== WRITTEN TASK ==
Reproduce all of the data below line for line, keeping every word, number, bracket, and comma unchanged.

== MATERIALS PROVIDED ==
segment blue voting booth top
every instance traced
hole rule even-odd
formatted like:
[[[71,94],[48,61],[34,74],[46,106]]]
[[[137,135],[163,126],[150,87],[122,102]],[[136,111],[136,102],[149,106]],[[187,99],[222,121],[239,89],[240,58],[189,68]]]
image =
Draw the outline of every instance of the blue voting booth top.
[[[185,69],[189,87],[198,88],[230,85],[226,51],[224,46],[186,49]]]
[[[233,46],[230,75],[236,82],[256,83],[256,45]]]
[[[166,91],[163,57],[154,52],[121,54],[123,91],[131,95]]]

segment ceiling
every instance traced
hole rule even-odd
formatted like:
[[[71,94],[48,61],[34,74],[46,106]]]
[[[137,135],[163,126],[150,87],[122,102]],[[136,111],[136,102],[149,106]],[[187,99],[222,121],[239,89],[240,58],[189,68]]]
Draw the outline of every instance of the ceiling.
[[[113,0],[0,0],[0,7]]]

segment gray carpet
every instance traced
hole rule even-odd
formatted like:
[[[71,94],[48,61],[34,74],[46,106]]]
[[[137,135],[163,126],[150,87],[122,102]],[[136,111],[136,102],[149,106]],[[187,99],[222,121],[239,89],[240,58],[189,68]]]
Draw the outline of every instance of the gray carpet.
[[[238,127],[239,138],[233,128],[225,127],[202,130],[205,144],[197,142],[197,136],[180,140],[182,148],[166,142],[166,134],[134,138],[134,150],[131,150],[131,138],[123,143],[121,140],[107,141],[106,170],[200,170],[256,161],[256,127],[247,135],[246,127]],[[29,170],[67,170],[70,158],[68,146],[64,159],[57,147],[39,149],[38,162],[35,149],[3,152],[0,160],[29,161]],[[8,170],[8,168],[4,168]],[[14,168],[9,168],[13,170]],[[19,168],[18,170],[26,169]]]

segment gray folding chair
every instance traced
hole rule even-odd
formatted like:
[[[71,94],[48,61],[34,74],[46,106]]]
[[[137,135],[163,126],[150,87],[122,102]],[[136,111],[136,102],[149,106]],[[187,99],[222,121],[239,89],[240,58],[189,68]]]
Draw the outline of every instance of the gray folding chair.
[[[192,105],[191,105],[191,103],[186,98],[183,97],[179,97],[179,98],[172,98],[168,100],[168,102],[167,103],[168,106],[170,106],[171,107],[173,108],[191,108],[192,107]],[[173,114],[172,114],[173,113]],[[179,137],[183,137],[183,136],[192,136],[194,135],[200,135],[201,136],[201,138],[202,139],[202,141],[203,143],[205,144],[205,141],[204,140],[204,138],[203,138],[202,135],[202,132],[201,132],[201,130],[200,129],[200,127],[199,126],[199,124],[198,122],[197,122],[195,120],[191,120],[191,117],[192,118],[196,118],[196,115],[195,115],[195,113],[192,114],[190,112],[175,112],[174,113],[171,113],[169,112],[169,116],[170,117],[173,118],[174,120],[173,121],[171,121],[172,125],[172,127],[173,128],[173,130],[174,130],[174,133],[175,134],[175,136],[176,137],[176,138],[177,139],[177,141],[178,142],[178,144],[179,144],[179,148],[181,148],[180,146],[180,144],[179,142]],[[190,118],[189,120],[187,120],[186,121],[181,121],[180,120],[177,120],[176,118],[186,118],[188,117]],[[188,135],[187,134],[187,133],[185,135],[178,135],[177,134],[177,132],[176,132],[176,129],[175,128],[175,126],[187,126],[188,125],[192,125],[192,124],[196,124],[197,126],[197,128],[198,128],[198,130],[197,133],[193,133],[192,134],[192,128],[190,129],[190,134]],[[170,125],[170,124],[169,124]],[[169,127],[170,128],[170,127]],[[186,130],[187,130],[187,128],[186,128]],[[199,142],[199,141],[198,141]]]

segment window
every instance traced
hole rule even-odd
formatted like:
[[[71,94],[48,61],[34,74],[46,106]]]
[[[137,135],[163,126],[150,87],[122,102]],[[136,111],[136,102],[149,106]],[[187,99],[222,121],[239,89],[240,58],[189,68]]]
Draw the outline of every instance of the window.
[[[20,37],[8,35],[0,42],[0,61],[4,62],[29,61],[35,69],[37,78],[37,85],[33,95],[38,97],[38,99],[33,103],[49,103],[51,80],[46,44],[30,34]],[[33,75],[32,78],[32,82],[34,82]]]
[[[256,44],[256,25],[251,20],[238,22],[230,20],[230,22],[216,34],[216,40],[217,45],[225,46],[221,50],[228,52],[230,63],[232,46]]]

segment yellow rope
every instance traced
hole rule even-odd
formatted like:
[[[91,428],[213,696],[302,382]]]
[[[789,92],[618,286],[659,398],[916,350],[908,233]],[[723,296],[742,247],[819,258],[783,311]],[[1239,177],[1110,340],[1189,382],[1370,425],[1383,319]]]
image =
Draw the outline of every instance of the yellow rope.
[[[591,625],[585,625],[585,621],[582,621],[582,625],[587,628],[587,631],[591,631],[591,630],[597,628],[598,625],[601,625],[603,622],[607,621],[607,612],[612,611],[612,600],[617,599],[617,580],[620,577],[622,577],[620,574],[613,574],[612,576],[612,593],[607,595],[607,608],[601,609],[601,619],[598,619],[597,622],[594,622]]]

== PROBLEM SOLUTION ==
segment blue voting booth top
every instance traced
hole rule even-odd
formatted like:
[[[71,94],[48,61],[34,74],[46,106]]]
[[[137,135],[163,126],[150,87],[122,102]],[[136,111],[136,102],[149,106]],[[187,99],[222,121],[239,89],[240,58],[189,68]]]
image =
Draw the outline of every instance of the blue voting booth top.
[[[185,69],[189,87],[198,88],[230,85],[226,51],[224,46],[186,49]]]
[[[233,46],[230,75],[236,82],[256,83],[256,45]]]
[[[166,91],[163,57],[154,52],[121,54],[123,91],[131,95]]]

segment ceiling
every instance traced
hole rule even-odd
formatted like:
[[[71,94],[48,61],[34,74],[46,106]]]
[[[137,135],[163,126],[150,87],[122,102]],[[136,111],[136,102],[149,106]],[[187,99],[222,121],[239,89],[240,58],[189,68]]]
Draw the outline of every instance of the ceiling.
[[[113,0],[0,0],[0,7]]]

segment gray carpet
every instance traced
hole rule even-odd
formatted like:
[[[71,94],[48,61],[34,74],[46,106]]]
[[[137,135],[163,126],[150,87],[122,102]],[[136,111],[136,102],[149,106]],[[187,99],[222,121],[239,89],[240,58],[189,68]]]
Draw the outline of every instance of the gray carpet.
[[[238,127],[239,138],[233,128],[225,127],[202,130],[205,144],[197,142],[197,136],[180,140],[182,148],[166,142],[166,134],[134,138],[134,150],[131,150],[131,138],[123,143],[121,140],[107,141],[106,170],[200,170],[256,161],[256,127],[247,135],[246,127]],[[29,170],[67,170],[70,158],[68,146],[64,159],[57,147],[39,149],[38,162],[35,149],[3,152],[0,160],[29,161]],[[8,170],[8,168],[4,168]],[[14,168],[9,168],[13,170]],[[19,168],[18,170],[26,169]]]

segment gray folding chair
every instance traced
hole rule even-odd
formatted like:
[[[71,94],[48,61],[34,74],[46,106]]]
[[[137,135],[163,126],[150,87],[122,102]],[[136,111],[136,102],[149,106]],[[187,99],[222,121],[239,89],[240,58],[189,68]]]
Draw the outline of every instance of the gray folding chair.
[[[192,105],[191,105],[191,103],[186,98],[183,97],[179,97],[179,98],[172,98],[168,100],[168,102],[167,103],[168,106],[170,106],[171,107],[173,108],[191,108],[192,107]],[[173,114],[172,114],[173,113]],[[179,137],[183,137],[183,136],[192,136],[194,135],[200,135],[201,136],[201,138],[202,139],[202,141],[203,143],[205,144],[205,141],[204,140],[204,138],[203,138],[202,135],[202,132],[201,132],[201,130],[200,129],[200,127],[199,126],[199,124],[198,122],[197,122],[195,120],[191,120],[191,117],[192,118],[196,118],[196,115],[195,115],[195,113],[192,114],[190,112],[175,112],[174,113],[171,113],[169,112],[169,116],[170,117],[173,118],[174,120],[173,121],[171,121],[172,125],[172,127],[173,128],[173,130],[174,130],[174,133],[175,134],[175,136],[176,137],[176,138],[177,139],[177,141],[178,142],[178,144],[179,144],[179,148],[181,148],[180,146],[180,144],[179,142]],[[190,118],[189,120],[187,120],[186,121],[181,121],[180,120],[177,120],[176,118],[186,118],[188,117]],[[188,135],[187,134],[187,133],[185,135],[178,135],[177,134],[177,132],[176,132],[176,129],[175,128],[175,126],[187,126],[188,125],[192,125],[192,124],[196,124],[197,126],[197,128],[198,128],[198,130],[197,133],[193,133],[192,134],[192,128],[190,129],[190,134]],[[170,125],[170,124],[169,124]],[[169,127],[170,128],[170,127]],[[186,130],[187,130],[187,128],[186,128]],[[199,142],[199,141],[198,141]]]

segment window
every instance traced
hole rule even-odd
formatted like:
[[[71,94],[48,61],[34,74],[46,106]]]
[[[137,135],[163,126],[150,87],[122,102]],[[136,111],[136,102],[149,106]],[[187,99],[222,121],[239,89],[240,58],[189,68]]]
Draw the outline of every instance of the window.
[[[20,37],[8,35],[0,42],[0,61],[4,62],[29,61],[35,69],[37,78],[37,85],[33,95],[38,97],[38,99],[33,103],[49,103],[51,80],[46,44],[30,34]],[[33,75],[32,78],[32,82],[34,82]]]
[[[256,44],[256,25],[251,20],[238,22],[230,20],[230,22],[216,34],[216,40],[217,45],[225,46],[221,50],[228,52],[230,63],[232,46]]]

segment yellow rope
every instance traced
hole rule even-odd
formatted like:
[[[91,428],[213,696],[302,382]]]
[[[789,92],[618,286],[659,398],[916,350],[908,233]],[[723,296],[742,247],[819,258],[783,311]],[[1239,177],[1110,340],[1189,382],[1370,425],[1383,319]]]
image =
Draw the outline of every instance of the yellow rope.
[[[591,625],[585,625],[585,621],[582,621],[582,625],[587,628],[587,631],[591,631],[591,630],[597,628],[598,625],[601,625],[603,622],[607,621],[607,612],[612,611],[612,600],[617,599],[617,580],[620,577],[622,577],[620,574],[613,574],[612,576],[612,593],[607,595],[607,608],[601,609],[601,619],[598,619],[597,622],[594,622]]]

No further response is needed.